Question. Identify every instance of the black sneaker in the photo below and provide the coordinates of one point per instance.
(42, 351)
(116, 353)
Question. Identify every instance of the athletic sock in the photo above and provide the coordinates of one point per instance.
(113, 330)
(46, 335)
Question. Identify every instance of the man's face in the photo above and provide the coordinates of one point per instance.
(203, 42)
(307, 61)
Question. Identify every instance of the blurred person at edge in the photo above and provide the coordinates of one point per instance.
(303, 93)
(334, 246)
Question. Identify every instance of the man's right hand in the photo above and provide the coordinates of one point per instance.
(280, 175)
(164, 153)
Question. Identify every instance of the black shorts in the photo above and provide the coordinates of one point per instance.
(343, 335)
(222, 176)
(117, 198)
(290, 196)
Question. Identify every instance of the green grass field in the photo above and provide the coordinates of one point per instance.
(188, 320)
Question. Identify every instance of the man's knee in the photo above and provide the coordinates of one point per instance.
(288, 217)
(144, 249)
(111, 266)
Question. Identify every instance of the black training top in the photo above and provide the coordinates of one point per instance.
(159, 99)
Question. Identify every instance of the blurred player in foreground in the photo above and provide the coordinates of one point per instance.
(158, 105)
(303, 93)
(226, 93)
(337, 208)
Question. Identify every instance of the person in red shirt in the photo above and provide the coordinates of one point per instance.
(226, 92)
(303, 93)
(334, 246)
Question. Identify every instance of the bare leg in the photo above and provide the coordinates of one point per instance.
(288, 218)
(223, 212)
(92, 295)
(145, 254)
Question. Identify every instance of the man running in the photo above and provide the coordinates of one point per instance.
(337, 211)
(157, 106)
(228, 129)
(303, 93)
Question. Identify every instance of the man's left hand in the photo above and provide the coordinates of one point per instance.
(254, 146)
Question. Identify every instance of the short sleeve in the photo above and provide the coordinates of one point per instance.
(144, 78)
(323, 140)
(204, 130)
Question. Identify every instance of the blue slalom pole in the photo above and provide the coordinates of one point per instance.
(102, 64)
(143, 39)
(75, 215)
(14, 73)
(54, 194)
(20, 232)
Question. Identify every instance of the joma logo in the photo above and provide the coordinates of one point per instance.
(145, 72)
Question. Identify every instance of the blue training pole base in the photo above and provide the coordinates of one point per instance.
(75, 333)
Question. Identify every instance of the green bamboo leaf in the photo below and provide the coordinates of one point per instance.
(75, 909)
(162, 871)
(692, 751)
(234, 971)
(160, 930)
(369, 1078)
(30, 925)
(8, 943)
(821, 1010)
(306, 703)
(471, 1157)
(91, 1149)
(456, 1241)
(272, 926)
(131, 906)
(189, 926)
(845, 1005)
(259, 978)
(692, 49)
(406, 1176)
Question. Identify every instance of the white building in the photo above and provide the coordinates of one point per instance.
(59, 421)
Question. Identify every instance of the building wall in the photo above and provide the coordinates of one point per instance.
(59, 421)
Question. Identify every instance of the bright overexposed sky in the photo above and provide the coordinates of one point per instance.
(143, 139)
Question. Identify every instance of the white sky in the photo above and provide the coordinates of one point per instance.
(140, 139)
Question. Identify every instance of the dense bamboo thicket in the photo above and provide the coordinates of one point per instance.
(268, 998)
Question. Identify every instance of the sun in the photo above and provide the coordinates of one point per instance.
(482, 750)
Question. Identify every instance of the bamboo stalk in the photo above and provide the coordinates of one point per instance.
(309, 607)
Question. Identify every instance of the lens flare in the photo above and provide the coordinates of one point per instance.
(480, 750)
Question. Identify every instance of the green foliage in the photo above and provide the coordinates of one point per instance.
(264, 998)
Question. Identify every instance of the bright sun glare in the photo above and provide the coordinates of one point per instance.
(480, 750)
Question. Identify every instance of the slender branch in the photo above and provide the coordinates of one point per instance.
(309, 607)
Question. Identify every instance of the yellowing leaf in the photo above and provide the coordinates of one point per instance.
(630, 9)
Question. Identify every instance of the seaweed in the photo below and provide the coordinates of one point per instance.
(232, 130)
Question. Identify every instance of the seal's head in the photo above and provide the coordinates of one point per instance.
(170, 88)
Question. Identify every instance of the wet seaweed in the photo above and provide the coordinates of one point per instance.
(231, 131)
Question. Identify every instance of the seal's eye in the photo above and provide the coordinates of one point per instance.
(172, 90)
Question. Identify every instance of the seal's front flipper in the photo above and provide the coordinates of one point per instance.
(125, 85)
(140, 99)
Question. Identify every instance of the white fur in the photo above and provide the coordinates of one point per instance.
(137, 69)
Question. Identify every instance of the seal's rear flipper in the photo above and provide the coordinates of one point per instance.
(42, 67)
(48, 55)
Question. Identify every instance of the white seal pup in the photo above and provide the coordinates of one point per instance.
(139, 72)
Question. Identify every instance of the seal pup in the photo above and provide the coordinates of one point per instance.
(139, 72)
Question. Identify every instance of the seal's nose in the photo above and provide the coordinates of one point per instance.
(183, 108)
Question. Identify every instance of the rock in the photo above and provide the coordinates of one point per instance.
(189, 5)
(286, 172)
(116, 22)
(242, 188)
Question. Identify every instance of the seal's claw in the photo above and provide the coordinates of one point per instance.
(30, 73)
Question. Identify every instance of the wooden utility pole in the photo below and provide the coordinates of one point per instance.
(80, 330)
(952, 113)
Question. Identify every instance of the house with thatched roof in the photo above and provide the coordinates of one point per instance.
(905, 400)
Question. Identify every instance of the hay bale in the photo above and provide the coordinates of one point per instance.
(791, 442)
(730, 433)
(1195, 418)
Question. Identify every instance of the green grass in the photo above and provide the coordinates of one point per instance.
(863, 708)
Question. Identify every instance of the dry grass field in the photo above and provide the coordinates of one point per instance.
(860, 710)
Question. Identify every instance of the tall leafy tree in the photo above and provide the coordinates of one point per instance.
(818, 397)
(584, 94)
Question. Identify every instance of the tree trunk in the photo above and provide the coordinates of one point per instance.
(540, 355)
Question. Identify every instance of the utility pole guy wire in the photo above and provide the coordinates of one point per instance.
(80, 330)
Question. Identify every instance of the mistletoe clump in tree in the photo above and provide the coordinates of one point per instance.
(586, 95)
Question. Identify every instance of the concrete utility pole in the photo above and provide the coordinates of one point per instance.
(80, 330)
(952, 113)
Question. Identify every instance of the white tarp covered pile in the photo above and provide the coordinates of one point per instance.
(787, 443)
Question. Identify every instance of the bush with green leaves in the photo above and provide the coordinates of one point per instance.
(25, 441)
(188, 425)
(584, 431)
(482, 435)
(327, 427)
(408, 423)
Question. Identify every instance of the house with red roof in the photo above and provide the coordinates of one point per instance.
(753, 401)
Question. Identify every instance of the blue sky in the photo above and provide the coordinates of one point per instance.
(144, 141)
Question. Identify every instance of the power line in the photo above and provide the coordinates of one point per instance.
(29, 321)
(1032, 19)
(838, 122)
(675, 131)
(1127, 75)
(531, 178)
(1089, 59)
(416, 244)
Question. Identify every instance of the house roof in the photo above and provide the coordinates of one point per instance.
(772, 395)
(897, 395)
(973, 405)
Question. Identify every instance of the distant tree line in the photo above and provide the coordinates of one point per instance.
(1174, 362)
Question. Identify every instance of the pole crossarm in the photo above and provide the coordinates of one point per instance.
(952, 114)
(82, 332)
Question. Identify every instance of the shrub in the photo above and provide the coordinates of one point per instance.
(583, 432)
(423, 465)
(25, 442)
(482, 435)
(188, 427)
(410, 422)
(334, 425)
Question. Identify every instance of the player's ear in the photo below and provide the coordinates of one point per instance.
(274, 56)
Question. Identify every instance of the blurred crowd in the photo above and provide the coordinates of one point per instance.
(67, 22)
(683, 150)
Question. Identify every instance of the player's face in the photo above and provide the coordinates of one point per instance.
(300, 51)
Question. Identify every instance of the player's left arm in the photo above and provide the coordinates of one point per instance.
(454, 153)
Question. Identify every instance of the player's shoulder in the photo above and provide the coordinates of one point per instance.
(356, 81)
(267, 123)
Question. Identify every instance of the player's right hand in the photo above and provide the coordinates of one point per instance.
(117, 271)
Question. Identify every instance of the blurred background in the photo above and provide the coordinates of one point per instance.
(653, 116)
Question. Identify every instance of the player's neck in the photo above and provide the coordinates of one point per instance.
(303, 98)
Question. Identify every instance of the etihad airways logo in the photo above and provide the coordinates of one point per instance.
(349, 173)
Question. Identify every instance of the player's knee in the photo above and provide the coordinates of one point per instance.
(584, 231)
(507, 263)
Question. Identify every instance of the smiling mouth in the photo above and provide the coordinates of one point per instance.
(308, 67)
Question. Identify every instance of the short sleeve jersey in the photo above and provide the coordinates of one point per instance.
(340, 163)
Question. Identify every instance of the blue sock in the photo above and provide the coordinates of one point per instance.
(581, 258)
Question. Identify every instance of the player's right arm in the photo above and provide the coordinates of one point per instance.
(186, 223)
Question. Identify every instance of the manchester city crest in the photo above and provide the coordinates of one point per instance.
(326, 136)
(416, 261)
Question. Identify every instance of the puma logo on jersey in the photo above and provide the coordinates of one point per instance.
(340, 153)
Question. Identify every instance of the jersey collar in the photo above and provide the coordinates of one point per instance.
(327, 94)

--

Task statement: Copy the entries from the line containing "Question. Identify every instance of the etihad" through the last entry, replacing "jersey" with "shirt" and leaving the rest unchanged.

Full answer:
Question. Identify every instance of the etihad airways logo in the photo above and provide the coordinates of one point per instance.
(349, 173)
Question. Identify every instance of the player's knee in the photo above and provide the coordinates of one point per instance.
(584, 231)
(507, 263)
Question. Identify every instance of the smiling mouth in the photo above and provide the coordinates of one point per instance.
(308, 67)
Question. Identify every instance of the short sleeve shirt in the photo above and provide the coordinates of one point per instance.
(340, 163)
Question. Identify every instance of the blue sock in the photo above and provide the coordinates of one point per instance.
(581, 258)
Question. Identify every instance of the player's right arm in the photo above and provide the coordinates of one point per instance.
(186, 223)
Question. Identify every instance of the manchester city crest in the photo above and provide the coordinates of one point per instance.
(326, 136)
(416, 261)
Question. Identify every instance of the puma logo on shirt in the photo above and provide the coordinates of one point per instance.
(340, 153)
Question. Identify every instance of the shirt collar in the photo above and provide the coordinates of one point per instance.
(327, 94)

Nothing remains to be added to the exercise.